EXERCISE DESCRIPTION: In the entries below, find the line with "x=140, y=284" and the line with "x=170, y=89". Reproduce those two lines and every line between them exactly, and nothing more.

SUPPLIED RECORDS:
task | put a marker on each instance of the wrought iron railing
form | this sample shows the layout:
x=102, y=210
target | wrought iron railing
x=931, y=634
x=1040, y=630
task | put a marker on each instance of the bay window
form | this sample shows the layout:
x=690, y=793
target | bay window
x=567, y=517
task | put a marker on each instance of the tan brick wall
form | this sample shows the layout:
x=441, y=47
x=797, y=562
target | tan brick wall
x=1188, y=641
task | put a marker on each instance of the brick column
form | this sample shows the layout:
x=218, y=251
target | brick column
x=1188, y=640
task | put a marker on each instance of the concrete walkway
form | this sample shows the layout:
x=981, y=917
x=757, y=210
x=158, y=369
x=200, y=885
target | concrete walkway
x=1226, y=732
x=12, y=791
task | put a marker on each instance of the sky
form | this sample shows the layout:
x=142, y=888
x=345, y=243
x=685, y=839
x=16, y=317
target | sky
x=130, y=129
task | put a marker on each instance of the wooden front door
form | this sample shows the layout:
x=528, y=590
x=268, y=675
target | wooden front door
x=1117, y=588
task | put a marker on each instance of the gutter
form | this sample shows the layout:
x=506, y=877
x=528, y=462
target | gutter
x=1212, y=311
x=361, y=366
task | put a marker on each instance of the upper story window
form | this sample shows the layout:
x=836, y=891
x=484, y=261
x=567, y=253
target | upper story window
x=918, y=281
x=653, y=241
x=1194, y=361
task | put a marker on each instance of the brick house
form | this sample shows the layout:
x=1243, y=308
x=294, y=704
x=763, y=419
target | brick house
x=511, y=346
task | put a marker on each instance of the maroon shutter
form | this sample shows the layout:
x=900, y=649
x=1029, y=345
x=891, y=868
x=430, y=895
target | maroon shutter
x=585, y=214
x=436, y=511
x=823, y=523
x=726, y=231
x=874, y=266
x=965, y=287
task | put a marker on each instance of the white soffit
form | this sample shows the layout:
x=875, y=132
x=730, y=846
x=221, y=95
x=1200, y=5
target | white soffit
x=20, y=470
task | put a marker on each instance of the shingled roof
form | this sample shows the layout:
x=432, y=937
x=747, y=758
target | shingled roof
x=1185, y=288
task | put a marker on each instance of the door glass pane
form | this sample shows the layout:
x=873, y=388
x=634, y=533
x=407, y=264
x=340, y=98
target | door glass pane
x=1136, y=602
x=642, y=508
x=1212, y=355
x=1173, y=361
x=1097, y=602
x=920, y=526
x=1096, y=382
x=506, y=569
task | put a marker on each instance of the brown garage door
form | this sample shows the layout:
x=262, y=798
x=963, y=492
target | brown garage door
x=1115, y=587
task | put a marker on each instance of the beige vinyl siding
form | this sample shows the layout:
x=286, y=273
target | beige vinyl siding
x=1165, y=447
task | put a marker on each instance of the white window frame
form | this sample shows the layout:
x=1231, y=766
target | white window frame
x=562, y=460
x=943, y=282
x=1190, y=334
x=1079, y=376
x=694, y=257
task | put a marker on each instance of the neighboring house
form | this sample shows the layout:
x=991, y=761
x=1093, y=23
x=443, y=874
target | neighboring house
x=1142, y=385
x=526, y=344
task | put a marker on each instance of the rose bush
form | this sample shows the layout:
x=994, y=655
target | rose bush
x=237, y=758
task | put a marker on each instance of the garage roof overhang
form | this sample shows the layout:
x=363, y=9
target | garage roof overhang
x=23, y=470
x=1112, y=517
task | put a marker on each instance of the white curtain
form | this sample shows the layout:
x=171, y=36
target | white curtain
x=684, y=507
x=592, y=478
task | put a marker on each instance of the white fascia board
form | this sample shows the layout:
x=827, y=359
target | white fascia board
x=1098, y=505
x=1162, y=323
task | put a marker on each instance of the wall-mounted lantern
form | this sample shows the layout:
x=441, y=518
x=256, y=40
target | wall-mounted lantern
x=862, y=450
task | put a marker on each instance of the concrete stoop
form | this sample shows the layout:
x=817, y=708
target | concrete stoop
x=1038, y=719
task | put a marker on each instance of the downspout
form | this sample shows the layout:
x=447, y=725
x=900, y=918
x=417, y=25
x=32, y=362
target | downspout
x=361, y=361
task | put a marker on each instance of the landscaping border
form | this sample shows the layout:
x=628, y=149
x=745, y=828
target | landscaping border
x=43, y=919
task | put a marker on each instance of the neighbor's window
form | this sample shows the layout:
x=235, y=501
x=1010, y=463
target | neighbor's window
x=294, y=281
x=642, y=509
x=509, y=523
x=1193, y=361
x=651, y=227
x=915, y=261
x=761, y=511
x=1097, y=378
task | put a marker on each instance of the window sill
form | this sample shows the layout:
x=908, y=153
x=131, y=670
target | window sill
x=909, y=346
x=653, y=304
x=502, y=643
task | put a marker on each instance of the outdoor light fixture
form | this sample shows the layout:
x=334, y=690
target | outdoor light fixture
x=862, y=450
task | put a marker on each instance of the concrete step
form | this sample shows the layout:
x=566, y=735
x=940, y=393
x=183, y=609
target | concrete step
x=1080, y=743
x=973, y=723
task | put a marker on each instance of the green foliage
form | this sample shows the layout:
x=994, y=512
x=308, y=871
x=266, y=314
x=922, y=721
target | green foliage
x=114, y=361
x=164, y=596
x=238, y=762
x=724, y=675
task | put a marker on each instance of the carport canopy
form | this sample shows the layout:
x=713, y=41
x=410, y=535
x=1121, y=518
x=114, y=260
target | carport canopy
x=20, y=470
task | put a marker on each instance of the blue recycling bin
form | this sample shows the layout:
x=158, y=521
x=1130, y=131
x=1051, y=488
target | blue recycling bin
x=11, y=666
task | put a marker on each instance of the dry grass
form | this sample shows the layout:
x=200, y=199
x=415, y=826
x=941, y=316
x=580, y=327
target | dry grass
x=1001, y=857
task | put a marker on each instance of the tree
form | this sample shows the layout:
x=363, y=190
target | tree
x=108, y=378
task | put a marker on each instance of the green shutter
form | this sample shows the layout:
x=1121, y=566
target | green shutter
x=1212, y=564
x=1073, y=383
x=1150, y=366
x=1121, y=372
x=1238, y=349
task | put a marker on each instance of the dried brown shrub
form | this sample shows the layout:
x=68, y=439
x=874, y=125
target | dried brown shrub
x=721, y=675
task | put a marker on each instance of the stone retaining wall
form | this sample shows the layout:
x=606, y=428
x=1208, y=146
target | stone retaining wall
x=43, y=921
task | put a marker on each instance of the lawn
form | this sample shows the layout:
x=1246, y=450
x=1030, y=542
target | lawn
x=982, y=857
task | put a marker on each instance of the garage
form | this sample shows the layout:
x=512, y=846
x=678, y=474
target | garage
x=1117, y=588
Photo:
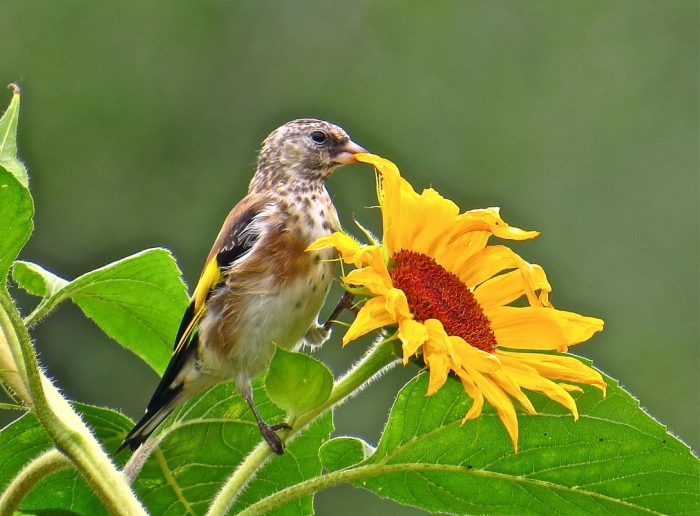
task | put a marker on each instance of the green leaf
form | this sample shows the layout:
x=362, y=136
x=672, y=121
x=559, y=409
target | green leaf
x=297, y=382
x=202, y=442
x=8, y=140
x=36, y=280
x=138, y=300
x=16, y=212
x=343, y=452
x=25, y=438
x=615, y=459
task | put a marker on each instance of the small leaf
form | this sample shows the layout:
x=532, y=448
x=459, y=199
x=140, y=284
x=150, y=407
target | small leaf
x=138, y=300
x=63, y=491
x=8, y=139
x=203, y=441
x=343, y=452
x=297, y=382
x=614, y=459
x=36, y=280
x=16, y=212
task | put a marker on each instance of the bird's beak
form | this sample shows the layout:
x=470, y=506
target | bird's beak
x=347, y=154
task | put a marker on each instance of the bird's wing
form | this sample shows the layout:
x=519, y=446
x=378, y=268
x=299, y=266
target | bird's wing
x=237, y=236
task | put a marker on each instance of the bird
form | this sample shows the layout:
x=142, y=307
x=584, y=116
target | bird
x=259, y=286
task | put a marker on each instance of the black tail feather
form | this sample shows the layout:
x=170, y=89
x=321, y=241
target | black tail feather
x=165, y=398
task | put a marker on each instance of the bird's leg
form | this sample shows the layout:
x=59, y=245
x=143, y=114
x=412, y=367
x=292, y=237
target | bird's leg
x=345, y=303
x=267, y=431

SOLUTION TO THIS EXERCISE:
x=140, y=284
x=150, y=407
target | small leaf
x=138, y=300
x=63, y=491
x=8, y=139
x=203, y=441
x=343, y=452
x=297, y=382
x=614, y=459
x=36, y=280
x=16, y=212
task | put a marker on each instance of the bird's beak
form | this sample shows the layout:
x=470, y=506
target | bird's beak
x=347, y=154
task | put a marker on each instance of the bird's wing
form | this sample shows the layout:
x=519, y=446
x=378, y=268
x=299, y=266
target | bird's wing
x=237, y=236
task | put a marker on each instance of the bird
form | this sample shows the layout:
x=142, y=307
x=584, y=116
target | bird
x=259, y=286
task | put a marker on each instance of the black tail feather
form | this sample shows the layout:
x=170, y=89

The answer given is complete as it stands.